■ **PROVIDED PASSAGE**
To be successful in utilizing predictive modeling for demand forecasting, it is important that organizations align on the key metrics or drivers to be tracked, and the data utilized is free from any biased overrides. A predictive model is only as good as the data used to power it; therefore, it is imperative to source information that is clean and relevant. Additionally, management teams should not override data with gut feelings derived from prior experience. This can lead to inaccuracies, less informed decisions, or the inability to react to change in a timely manner.

Predictive models, coupled with flexible technology and upskilled talent to analyze the data, enable finance teams to quantify supply chain risks and identify short- and long-term trends associated with meeting projected product demand and financial targets.

Informing Strategic Business Decisions

In Protiviti’s global finance trends survey, scenario planning was cited as the No. 1 methodology for managing the current supply chain challenges. This management tool helps business leaders identify catalysts that could affect business, predict potential impacts and outcomes, and evaluate what actions the company might want to take to address the risk.

Imagine that a manufacturer is focused on meeting higher demand for a premium product but discovers that a key raw material may not be available. It may want to run a number of scenarios, such as producing less of the lower-tier products, discontinuing an underperforming product to free up the material, or considering a substitution for the material. In each of these scenarios, the company will need to determine the impact on margins, as well as the costs related to changes in the production schedule, sales and marketing plan adjustments, and potential impact on customer satisfaction. Scenario planning is not just a financial exercise, and it requires collaboration across functions to ensure all factors are evaluated and the potential actions are adequately assessed. Based on an assessment of the impacts of each scenario, action plans may be developed.

Ultimately, scenario planning enables business leaders to quickly and decisively manage risk. Envisioning potential future events can also provide boards with insights to risks and a framework for more timely and effective decisions to address supply chain risks, the related impact on financials and financial forecasts, and business growth drivers that may be affected.

Incorporating Impacts Into Rolling Forecasts

Although organizations have had the luxury of creating financial forecasts on a quarterly basis in the past, volatile conditions today require more frequent forecasts to assess emerging or immediate supply chain risks and opportunities. This is echoed in Protiviti’s global finance trends survey, which indicated that many companies are now forecasting on a more frequent basis. The pandemic has provided a catalyst for many companies to change their forecasting approach to a more continuous rolling forecast model.

When establishing a rolling forecast, companies must assess the adequacy of their technology, cross-functional organizational capabilities and the necessary changes to be made to processes and inputs. A rolling 12 months is generally a good time frame to begin with — it is flexible enough to consider the long term, yet it still enables organizations to act in the short term. Leveraging advanced analytics and predictive capabilities, as well as scenario analysis, will further enable this process. Once scenarios are built, companies can evaluate whether and how their predictions will trigger an adjustment to financial forecasts.

New Normal

While the past two years of turmoil could be considered a temporary hiccup in decades of orderly supply chain functionality, organizations should prepare for ongoing disruptions for the foreseeable future. In this climate of growing global economic and geopolitical uncertainty, businesses have less control over any number of variables that influence the supply chain. But by remaining nimble, utilizing scenario planning and more frequent rolling forecasts, finance functions can mitigate supply chain risk and drive more timely and informed business decisions.

■ **GIVEN ENTRIES**

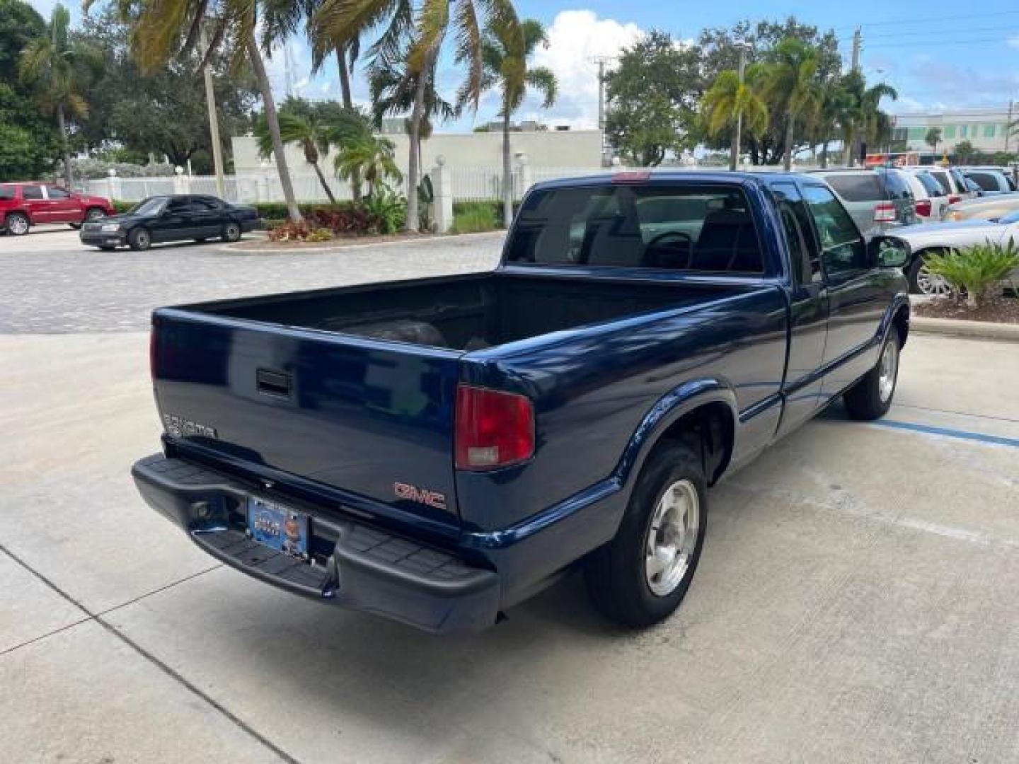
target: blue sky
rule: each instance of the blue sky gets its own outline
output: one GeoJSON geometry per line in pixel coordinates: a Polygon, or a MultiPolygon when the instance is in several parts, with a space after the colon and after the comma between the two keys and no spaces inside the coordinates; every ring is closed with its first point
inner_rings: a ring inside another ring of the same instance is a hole
{"type": "MultiPolygon", "coordinates": [[[[54,0],[30,0],[48,14],[54,0]]],[[[79,13],[78,8],[69,5],[79,13]]],[[[730,25],[750,17],[784,18],[834,29],[848,59],[853,28],[863,28],[863,68],[873,81],[884,79],[900,93],[894,112],[976,107],[1005,108],[1019,100],[1019,5],[1015,0],[983,0],[974,6],[958,0],[855,0],[854,2],[755,3],[715,0],[518,0],[521,16],[541,20],[550,45],[536,53],[536,62],[550,66],[560,80],[560,98],[551,109],[529,99],[518,116],[537,117],[552,124],[594,126],[597,119],[597,77],[594,56],[611,56],[643,32],[659,29],[678,39],[697,37],[705,26],[730,25]],[[967,8],[969,9],[967,11],[967,8]]],[[[290,44],[290,84],[308,98],[337,98],[335,74],[328,67],[309,76],[309,52],[303,41],[290,44]]],[[[285,56],[277,51],[270,62],[274,89],[286,90],[285,56]]],[[[448,57],[440,64],[441,87],[451,94],[461,73],[448,57]]],[[[355,94],[366,101],[360,75],[355,94]]],[[[493,97],[482,101],[477,115],[462,117],[439,129],[470,129],[494,117],[493,97]]]]}

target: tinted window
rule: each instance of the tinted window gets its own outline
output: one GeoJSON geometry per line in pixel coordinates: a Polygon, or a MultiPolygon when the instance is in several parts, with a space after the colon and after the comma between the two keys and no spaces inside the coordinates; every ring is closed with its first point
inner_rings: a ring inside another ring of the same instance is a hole
{"type": "Polygon", "coordinates": [[[952,183],[949,181],[949,174],[947,172],[922,173],[920,177],[929,177],[937,183],[937,187],[941,189],[941,194],[937,196],[947,197],[952,193],[952,183]]]}
{"type": "Polygon", "coordinates": [[[884,192],[881,190],[877,173],[855,172],[852,175],[826,175],[824,180],[835,188],[835,193],[847,202],[882,202],[884,192]]]}
{"type": "Polygon", "coordinates": [[[927,192],[931,197],[945,197],[948,196],[941,183],[938,183],[932,175],[928,175],[925,172],[917,174],[916,179],[920,181],[923,189],[927,192]]]}
{"type": "Polygon", "coordinates": [[[219,212],[219,202],[209,197],[192,197],[195,212],[219,212]]]}
{"type": "Polygon", "coordinates": [[[902,177],[895,170],[886,170],[881,173],[884,178],[884,189],[888,199],[912,199],[913,193],[909,189],[909,181],[902,177]]]}
{"type": "Polygon", "coordinates": [[[998,185],[998,178],[989,172],[969,172],[966,174],[966,177],[979,185],[983,190],[1001,190],[998,185]]]}
{"type": "Polygon", "coordinates": [[[760,273],[746,198],[732,187],[549,188],[521,208],[512,263],[760,273]]]}
{"type": "Polygon", "coordinates": [[[853,218],[832,192],[819,185],[803,188],[810,214],[817,226],[821,260],[828,276],[867,267],[867,249],[853,218]]]}
{"type": "Polygon", "coordinates": [[[775,183],[771,187],[775,208],[782,219],[783,231],[789,245],[790,262],[799,266],[801,284],[819,281],[821,277],[820,252],[814,238],[810,213],[803,203],[799,188],[793,183],[775,183]]]}

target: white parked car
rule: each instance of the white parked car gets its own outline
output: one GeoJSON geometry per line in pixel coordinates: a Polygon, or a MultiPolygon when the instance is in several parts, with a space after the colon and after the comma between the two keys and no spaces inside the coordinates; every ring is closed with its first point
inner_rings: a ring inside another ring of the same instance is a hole
{"type": "MultiPolygon", "coordinates": [[[[947,294],[944,279],[929,273],[924,256],[930,253],[958,252],[966,247],[998,243],[1007,247],[1011,241],[1019,248],[1019,212],[995,220],[963,220],[958,223],[941,222],[909,225],[895,232],[910,247],[910,264],[906,267],[910,291],[920,294],[947,294]]],[[[1012,271],[1005,288],[1019,289],[1019,269],[1012,271]]]]}

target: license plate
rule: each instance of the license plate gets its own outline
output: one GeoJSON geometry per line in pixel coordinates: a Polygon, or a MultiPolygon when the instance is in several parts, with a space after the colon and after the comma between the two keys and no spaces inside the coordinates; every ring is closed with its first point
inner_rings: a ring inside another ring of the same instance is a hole
{"type": "Polygon", "coordinates": [[[294,557],[308,556],[308,515],[304,512],[251,496],[248,530],[259,544],[294,557]]]}

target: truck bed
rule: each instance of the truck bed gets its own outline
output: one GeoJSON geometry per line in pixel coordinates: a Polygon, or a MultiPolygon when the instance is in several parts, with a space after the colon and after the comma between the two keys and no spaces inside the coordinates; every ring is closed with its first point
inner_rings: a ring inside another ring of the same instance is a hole
{"type": "Polygon", "coordinates": [[[505,273],[369,284],[190,307],[210,315],[474,350],[720,296],[717,284],[505,273]]]}

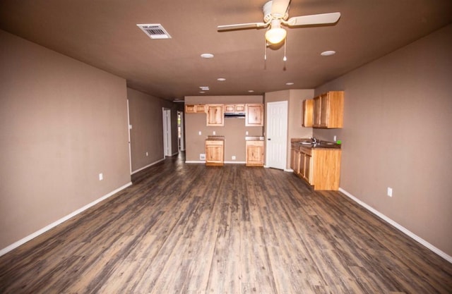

■ **APPLY WHAT YOU READ**
• a. Do these statements agree with the supply chain forecasting text? (i) Protiviti's global finance trends survey ranked scenario planning first among methods for handling current supply chain challenges. (ii) A rolling 24-month period is suggested as a good starting time frame for a rolling forecast. (iii) Management teams should let gut feelings from prior experience override the data. For each statement, answer yes or no and quote the words of the text that decide it.
• b. Can you print everything in the supply chain forecasting text from "Imagine that a" down to "may be developed.", word for word?

■ **RESPONSES PER TASK**
• a.
(i) Yes: "scenario planning was cited as the No. 1 methodology for managing the current supply chain challenges"
(ii) No: "A rolling 12 months is generally a good time frame to begin with"
(iii) No: "management teams should not override data with gut feelings derived from prior experience"

• b.
Imagine that a manufacturer is focused on meeting higher demand for a premium product but discovers that a key raw material may not be available. It may want to run a number of scenarios, such as producing less of the lower-tier products, discontinuing an underperforming product to free up the material, or considering a substitution for the material. In each of these scenarios, the company will need to determine the impact on margins, as well as the costs related to changes in the production schedule, sales and marketing plan adjustments, and potential impact on customer satisfaction. Scenario planning is not just a financial exercise, and it requires collaboration across functions to ensure all factors are evaluated and the potential actions are adequately assessed. Based on an assessment of the impacts of each scenario, action plans may be developed.